_What you should do_
When a line in the entries below contains the word "give", copy that line.

(Stored data entries)
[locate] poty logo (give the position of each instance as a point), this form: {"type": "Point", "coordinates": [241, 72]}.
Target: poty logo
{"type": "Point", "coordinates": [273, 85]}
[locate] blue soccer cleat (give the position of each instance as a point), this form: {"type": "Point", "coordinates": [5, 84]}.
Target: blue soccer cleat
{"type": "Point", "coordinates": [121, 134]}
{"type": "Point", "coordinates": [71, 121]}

_Answer to the problem_
[locate] poty logo (give the position of each instance as a point), this form: {"type": "Point", "coordinates": [241, 72]}.
[locate] blue soccer cleat (give the position of each instance as a point), this form: {"type": "Point", "coordinates": [5, 84]}.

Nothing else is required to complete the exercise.